Data for this task.

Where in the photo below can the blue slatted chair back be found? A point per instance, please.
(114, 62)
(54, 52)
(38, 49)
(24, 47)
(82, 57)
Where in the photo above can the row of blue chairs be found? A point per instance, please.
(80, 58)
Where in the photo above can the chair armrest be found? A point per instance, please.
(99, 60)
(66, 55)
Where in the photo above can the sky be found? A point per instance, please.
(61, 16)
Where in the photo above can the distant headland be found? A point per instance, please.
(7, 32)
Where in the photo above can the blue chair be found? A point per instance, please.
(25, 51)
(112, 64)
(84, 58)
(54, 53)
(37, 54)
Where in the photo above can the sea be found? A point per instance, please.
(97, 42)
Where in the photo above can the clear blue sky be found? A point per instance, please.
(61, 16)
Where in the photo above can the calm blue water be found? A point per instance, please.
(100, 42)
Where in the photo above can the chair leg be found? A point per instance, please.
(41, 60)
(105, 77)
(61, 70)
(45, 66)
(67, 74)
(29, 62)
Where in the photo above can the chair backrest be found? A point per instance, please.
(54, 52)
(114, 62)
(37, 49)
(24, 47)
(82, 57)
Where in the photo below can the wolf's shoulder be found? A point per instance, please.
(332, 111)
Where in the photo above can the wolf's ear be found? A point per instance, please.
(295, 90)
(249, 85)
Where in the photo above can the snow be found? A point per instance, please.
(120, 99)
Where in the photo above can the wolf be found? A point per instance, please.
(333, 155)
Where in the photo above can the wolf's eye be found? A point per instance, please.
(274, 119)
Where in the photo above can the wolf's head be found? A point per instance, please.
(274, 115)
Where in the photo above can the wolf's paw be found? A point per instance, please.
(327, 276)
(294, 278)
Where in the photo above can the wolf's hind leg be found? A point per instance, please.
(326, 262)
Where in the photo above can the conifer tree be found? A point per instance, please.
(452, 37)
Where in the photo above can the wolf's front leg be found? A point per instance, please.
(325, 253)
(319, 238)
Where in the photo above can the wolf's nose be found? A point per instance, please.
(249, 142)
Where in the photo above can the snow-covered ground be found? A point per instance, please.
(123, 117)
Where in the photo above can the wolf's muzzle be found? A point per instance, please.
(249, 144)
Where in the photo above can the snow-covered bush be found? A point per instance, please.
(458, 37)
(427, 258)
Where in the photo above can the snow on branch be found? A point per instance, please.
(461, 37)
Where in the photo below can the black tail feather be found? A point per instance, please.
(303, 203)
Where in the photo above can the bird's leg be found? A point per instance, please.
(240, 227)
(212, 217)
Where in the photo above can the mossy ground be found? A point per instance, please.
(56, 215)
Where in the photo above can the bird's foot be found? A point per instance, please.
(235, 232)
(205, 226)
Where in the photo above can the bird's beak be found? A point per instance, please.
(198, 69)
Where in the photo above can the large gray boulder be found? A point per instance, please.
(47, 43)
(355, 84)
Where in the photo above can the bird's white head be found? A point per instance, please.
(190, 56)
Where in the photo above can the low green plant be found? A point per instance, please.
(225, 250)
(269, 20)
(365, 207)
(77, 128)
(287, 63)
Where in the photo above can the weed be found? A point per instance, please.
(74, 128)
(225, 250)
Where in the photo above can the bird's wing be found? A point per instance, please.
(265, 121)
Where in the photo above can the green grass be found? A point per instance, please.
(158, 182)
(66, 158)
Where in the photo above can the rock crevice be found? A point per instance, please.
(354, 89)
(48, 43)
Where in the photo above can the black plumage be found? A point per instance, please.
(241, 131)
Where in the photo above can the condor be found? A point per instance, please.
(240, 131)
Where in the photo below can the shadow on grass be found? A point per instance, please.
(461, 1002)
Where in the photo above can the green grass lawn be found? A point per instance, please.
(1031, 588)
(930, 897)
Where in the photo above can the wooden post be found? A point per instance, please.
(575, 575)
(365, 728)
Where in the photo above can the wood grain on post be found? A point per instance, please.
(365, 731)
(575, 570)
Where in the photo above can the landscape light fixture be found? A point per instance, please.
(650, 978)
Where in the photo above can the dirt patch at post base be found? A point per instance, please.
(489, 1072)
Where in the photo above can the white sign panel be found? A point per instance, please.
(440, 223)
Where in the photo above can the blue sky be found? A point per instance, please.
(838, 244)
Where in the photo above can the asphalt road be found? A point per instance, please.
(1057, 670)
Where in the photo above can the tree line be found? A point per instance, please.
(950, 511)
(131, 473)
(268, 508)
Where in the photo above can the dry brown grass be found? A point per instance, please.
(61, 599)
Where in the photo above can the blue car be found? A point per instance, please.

Given instruction.
Would you give the material above again, complete and exact?

Output of the exercise.
Where in the photo below can the blue slatted chair back be found? A point per instance, please.
(114, 62)
(54, 52)
(38, 49)
(24, 47)
(82, 57)
Where in the photo above can the row of blue chairs be found? A point per instance, please.
(80, 58)
Where in the photo above can the chair armrest be found? A point per instance, please.
(99, 60)
(66, 55)
Where in the photo above can the sky be found? A point per instance, please.
(61, 16)
Where in the photo above can the distant headland be found? A point per instance, please.
(7, 32)
Where in the photo above can the blue chair be found? A point per instance, please.
(25, 51)
(112, 64)
(84, 58)
(54, 53)
(37, 54)
Where in the photo above can the sea be found? A point per instance, please.
(97, 42)
Where in the photo above can the clear blue sky be found? A point per instance, please.
(61, 16)
Where in the photo above can the calm blue water be found? A point per instance, please.
(100, 42)
Where in the photo above can the chair leg be found? A point per instance, please.
(41, 60)
(105, 77)
(61, 70)
(45, 66)
(67, 74)
(29, 62)
Where in the photo above can the chair backrest be found? A point per instance, please.
(54, 52)
(114, 62)
(37, 49)
(24, 47)
(82, 57)
Where in the photo below can the wolf's shoulder be found? A point per instance, please.
(332, 111)
Where in the photo above can the wolf's ear be found? A point per instance, please.
(295, 90)
(249, 85)
Where in the photo above can the snow be found? A point per instance, please.
(120, 99)
Where in the photo above can the wolf be found? A point per instance, please.
(333, 155)
Where in the photo above can the wolf's eye be found? A point per instance, please.
(274, 119)
Where in the photo above can the wolf's head be found? A point per instance, please.
(274, 115)
Where in the photo above can the wolf's paw be found? A point per instance, please.
(327, 276)
(294, 278)
Where in the photo above can the wolf's hind leg be found? A point per instance, please.
(326, 262)
Where in the photo above can the conifer tree be found? A point per instance, please.
(452, 37)
Where in the photo above can the wolf's front leg be found? A point per instance, please.
(325, 253)
(319, 238)
Where in the photo above can the wolf's nose be found? A point per instance, please.
(249, 142)
Where in the photo above can the snow-covered ground be found? A point per instance, please.
(123, 117)
Where in the photo above can the wolf's muzzle be found? A point per instance, please.
(249, 144)
Where in the photo above can the snow-covered bush be found? A point per instance, please.
(458, 37)
(427, 258)
Where in the photo above can the snow on branch be found? A point per instance, please.
(461, 37)
Where in the photo below can the black tail feather be found? A point per instance, please.
(303, 203)
Where in the photo above can the bird's leg be found? A point per instance, please.
(240, 227)
(212, 217)
Where in the photo above can the mossy ground be found? A point per instance, please.
(56, 215)
Where in the photo above can the bird's foot be found? A point per instance, please.
(235, 232)
(205, 226)
Where in the photo above can the bird's beak be found? A point per instance, please.
(198, 69)
Where in the photo above can the large gray boulder be found? A point per instance, please.
(47, 43)
(355, 84)
Where in the photo above can the bird's white head be found? A point per instance, please.
(190, 56)
Where in the photo above can the low green plant be found? A point per instance, please.
(225, 250)
(269, 20)
(365, 207)
(77, 128)
(287, 63)
Where in the photo above can the weed be found? A point per instance, please.
(74, 128)
(225, 250)
Where in the photo above can the bird's wing be found? A point per instance, please.
(265, 121)
Where in the photo above can the green grass be found? A point per instance, please.
(158, 182)
(66, 158)
Where in the photo above can the rock crevice be found? A point per instance, please.
(354, 89)
(48, 43)
Where in the photo above can the black plumage be found? A point per instance, please.
(241, 131)
Where in the photo above can the condor be found? A point per instance, please.
(240, 131)
Where in the photo below can the shadow on grass be found? A point per instance, please.
(461, 1002)
Where in the photo above can the green grass lawn be found? A point per instance, please.
(1031, 588)
(930, 897)
Where in the photo above can the wooden post be found? A point per instance, please.
(575, 575)
(365, 728)
Where in the photo above can the wood grain on post be found? A point per instance, please.
(365, 731)
(575, 570)
Where in the photo above can the landscape light fixture be found? A point per instance, please.
(650, 978)
Where in the photo above can the dirt patch at post base be found? A point per instance, please.
(489, 1072)
Where in the photo above can the white sign panel be found? A point per instance, please.
(440, 223)
Where in the photo above can the blue sky be found? A point per instance, please.
(838, 244)
Where in the photo above can the asphalt road be found? A point per instance, please.
(1057, 670)
Where in the photo above can the tree line be found? A point per instance, please.
(950, 511)
(131, 473)
(268, 508)
Where in the photo above can the dry brown grass be found? A point per instance, please.
(61, 599)
Where in the photo above can the blue car be found? A point per instance, please.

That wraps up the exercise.